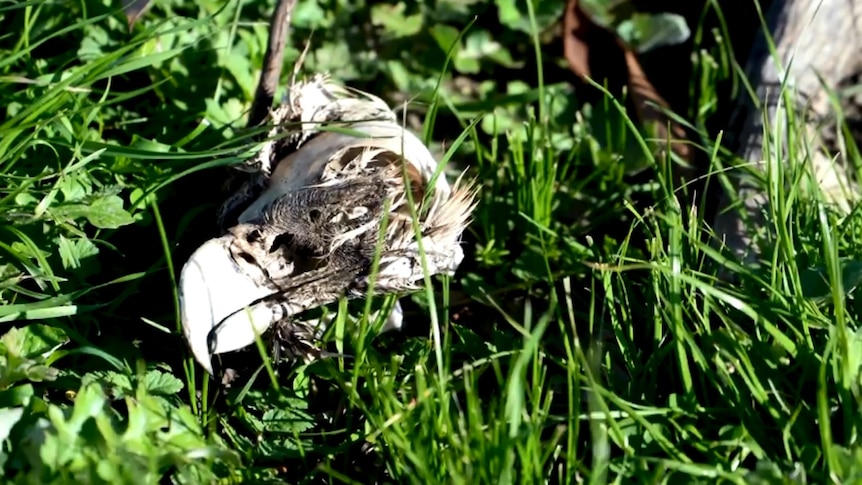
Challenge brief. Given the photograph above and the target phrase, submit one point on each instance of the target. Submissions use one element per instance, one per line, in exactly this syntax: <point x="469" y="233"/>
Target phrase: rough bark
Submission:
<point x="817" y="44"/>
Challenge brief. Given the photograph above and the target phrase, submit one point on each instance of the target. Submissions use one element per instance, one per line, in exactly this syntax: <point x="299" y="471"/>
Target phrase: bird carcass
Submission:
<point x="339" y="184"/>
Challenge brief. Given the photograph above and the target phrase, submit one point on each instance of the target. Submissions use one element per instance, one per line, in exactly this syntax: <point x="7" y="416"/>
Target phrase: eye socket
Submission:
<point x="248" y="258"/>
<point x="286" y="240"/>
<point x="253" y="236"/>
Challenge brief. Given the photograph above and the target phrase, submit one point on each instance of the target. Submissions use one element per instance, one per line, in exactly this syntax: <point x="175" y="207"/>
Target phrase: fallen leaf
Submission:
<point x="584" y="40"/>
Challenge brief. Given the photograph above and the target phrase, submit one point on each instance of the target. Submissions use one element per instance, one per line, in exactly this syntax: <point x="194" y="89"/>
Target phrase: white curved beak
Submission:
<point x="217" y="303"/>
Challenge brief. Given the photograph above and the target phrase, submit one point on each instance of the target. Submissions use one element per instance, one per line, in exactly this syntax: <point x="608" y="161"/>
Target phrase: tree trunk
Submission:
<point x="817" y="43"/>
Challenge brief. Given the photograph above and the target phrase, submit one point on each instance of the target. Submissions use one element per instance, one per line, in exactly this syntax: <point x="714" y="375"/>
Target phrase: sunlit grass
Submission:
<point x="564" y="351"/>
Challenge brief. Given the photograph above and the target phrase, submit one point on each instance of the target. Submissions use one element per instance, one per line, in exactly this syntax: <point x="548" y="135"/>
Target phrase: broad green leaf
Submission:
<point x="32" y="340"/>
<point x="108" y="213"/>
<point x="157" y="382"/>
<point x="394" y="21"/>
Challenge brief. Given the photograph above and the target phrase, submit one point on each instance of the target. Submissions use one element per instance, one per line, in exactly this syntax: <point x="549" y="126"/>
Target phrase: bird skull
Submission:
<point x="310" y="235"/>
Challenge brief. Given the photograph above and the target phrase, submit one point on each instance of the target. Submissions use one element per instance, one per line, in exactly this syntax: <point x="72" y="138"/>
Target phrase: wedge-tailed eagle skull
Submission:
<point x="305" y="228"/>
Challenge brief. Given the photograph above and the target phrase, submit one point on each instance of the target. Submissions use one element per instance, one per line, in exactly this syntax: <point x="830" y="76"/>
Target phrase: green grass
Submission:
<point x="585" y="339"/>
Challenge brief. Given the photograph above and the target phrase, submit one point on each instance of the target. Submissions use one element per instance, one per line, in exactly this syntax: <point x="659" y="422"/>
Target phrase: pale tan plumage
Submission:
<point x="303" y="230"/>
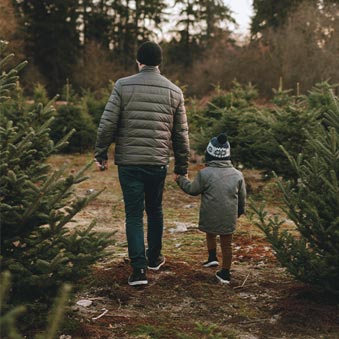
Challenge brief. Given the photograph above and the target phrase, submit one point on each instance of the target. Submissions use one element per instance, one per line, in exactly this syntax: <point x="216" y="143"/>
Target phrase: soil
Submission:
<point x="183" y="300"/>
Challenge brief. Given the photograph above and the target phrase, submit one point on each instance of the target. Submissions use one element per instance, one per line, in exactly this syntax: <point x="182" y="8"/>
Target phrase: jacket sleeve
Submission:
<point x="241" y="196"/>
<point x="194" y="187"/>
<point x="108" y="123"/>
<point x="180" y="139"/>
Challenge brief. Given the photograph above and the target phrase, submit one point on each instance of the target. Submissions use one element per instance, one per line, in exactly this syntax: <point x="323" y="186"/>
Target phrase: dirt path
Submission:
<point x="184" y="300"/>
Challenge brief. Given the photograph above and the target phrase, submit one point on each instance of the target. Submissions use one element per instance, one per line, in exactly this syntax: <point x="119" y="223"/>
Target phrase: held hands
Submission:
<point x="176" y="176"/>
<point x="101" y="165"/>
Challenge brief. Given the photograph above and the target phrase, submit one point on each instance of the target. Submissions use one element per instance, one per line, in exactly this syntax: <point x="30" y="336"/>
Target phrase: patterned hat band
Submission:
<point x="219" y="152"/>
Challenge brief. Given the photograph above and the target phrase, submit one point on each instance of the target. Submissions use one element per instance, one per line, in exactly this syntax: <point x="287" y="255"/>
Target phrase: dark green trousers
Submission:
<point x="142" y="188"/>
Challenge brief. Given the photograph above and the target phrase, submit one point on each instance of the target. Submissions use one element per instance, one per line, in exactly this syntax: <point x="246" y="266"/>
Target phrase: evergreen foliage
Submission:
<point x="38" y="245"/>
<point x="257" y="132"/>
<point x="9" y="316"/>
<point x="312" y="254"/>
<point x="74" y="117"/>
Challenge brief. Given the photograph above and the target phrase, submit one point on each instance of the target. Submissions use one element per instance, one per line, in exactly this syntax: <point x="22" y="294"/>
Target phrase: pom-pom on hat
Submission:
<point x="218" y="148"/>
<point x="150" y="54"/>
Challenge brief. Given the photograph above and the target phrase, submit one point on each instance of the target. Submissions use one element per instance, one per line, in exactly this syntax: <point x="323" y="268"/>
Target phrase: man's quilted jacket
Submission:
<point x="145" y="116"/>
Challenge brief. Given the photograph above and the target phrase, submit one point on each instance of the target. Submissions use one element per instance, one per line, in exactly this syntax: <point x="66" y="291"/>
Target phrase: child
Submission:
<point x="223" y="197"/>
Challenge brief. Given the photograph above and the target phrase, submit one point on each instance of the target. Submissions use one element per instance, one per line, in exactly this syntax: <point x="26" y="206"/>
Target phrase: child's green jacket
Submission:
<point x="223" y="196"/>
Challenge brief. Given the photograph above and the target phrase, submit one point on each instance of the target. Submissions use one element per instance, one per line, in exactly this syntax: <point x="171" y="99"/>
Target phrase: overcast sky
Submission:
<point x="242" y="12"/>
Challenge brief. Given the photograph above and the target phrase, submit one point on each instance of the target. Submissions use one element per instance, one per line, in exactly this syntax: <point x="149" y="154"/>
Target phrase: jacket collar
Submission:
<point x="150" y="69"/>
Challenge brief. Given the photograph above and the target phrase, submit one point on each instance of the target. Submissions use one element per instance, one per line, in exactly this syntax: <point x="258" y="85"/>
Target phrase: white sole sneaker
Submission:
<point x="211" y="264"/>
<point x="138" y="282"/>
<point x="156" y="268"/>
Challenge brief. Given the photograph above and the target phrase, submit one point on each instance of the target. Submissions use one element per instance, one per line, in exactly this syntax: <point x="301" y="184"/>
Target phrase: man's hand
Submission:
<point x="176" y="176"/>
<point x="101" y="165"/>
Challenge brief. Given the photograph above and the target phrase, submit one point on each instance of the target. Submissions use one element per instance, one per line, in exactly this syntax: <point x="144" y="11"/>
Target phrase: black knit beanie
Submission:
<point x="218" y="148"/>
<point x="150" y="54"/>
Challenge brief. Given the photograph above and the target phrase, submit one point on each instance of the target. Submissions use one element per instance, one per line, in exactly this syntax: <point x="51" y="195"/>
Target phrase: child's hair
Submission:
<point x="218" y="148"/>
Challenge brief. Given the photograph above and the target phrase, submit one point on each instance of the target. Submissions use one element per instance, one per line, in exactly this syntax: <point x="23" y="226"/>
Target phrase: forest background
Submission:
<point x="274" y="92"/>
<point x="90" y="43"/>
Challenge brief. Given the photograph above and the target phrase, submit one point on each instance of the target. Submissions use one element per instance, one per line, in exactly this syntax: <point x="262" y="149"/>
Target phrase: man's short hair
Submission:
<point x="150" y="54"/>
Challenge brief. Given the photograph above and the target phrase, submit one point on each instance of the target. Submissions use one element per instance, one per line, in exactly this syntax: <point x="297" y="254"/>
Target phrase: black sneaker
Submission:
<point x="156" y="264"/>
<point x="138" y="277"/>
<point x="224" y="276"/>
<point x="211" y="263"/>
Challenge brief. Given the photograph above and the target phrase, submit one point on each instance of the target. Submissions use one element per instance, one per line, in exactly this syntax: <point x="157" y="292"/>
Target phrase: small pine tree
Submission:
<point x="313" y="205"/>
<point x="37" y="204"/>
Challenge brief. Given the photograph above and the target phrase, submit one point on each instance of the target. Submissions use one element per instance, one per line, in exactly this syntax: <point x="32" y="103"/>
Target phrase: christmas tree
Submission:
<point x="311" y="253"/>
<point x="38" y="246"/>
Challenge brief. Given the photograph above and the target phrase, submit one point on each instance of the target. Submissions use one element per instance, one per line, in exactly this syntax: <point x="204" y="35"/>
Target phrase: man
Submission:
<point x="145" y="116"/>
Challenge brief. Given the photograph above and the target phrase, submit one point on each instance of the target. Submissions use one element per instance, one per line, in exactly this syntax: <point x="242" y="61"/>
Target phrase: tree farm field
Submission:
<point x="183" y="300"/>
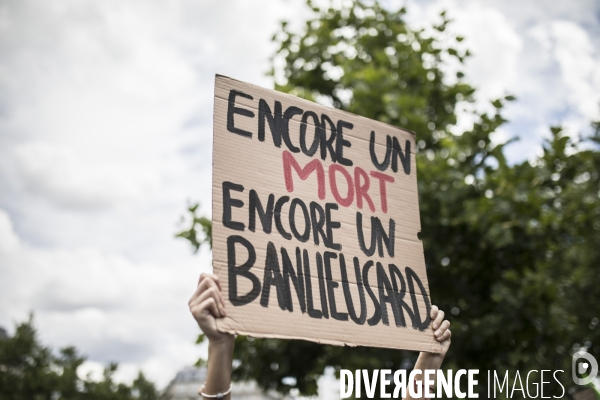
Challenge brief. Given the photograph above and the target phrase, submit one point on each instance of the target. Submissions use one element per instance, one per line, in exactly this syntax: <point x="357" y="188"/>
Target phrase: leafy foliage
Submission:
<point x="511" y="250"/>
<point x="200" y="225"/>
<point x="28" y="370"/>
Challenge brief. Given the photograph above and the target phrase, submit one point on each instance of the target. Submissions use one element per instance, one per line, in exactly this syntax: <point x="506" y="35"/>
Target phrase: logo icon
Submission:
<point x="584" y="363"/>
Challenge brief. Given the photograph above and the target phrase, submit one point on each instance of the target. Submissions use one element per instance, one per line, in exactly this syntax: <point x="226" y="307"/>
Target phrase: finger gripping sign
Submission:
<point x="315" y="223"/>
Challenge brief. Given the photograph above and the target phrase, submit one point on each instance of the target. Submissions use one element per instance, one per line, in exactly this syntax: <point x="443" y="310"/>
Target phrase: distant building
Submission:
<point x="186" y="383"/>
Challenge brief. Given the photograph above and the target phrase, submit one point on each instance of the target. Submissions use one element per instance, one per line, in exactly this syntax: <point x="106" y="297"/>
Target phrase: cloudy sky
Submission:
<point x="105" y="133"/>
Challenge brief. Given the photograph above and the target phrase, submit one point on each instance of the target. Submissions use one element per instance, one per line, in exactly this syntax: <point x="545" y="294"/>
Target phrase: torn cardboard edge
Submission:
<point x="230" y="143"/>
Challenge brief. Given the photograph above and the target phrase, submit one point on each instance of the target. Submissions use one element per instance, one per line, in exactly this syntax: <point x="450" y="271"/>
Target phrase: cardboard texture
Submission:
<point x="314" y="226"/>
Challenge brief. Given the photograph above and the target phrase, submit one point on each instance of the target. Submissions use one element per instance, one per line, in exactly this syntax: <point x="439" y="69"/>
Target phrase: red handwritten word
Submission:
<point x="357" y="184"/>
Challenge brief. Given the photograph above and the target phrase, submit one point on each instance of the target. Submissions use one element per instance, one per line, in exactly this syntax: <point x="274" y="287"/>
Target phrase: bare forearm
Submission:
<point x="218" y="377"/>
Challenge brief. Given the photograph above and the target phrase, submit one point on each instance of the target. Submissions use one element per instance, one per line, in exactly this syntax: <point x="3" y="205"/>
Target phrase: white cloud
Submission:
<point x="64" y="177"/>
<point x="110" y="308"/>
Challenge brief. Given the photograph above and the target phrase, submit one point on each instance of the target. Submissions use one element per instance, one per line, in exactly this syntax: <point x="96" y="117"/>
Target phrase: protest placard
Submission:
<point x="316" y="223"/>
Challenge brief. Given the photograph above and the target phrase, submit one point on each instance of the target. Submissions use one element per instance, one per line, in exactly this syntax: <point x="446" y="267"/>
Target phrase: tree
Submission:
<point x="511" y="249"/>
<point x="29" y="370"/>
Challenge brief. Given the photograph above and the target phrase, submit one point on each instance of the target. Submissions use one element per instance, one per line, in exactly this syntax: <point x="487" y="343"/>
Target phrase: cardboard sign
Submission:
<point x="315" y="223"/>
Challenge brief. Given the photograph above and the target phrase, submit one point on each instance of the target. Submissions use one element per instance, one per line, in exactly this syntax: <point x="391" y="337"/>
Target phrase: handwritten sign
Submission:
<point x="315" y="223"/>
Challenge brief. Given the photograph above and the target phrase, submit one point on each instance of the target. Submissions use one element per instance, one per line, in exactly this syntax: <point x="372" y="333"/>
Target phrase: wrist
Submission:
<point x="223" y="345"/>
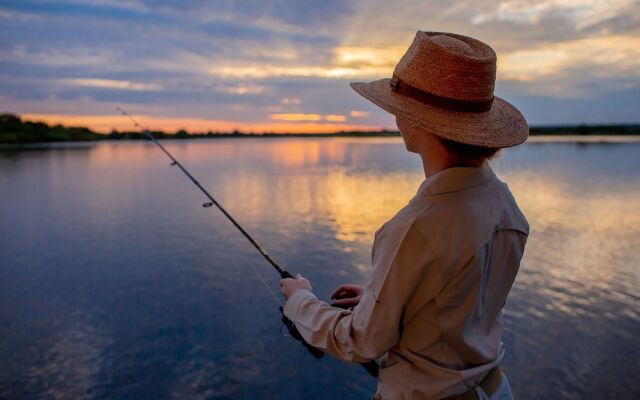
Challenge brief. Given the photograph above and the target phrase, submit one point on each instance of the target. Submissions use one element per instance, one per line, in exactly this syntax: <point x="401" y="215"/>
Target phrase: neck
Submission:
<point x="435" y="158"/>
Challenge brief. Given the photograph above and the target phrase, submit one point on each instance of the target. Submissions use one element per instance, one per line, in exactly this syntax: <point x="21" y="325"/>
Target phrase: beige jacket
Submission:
■ ■ ■ ■ ■
* _Exercise instructions_
Please find each line in the listing above that contains the word "handwritten" and copy those lines out in full.

* _In response_
Target phrase: red handwritten word
Target phrase: handwritten sign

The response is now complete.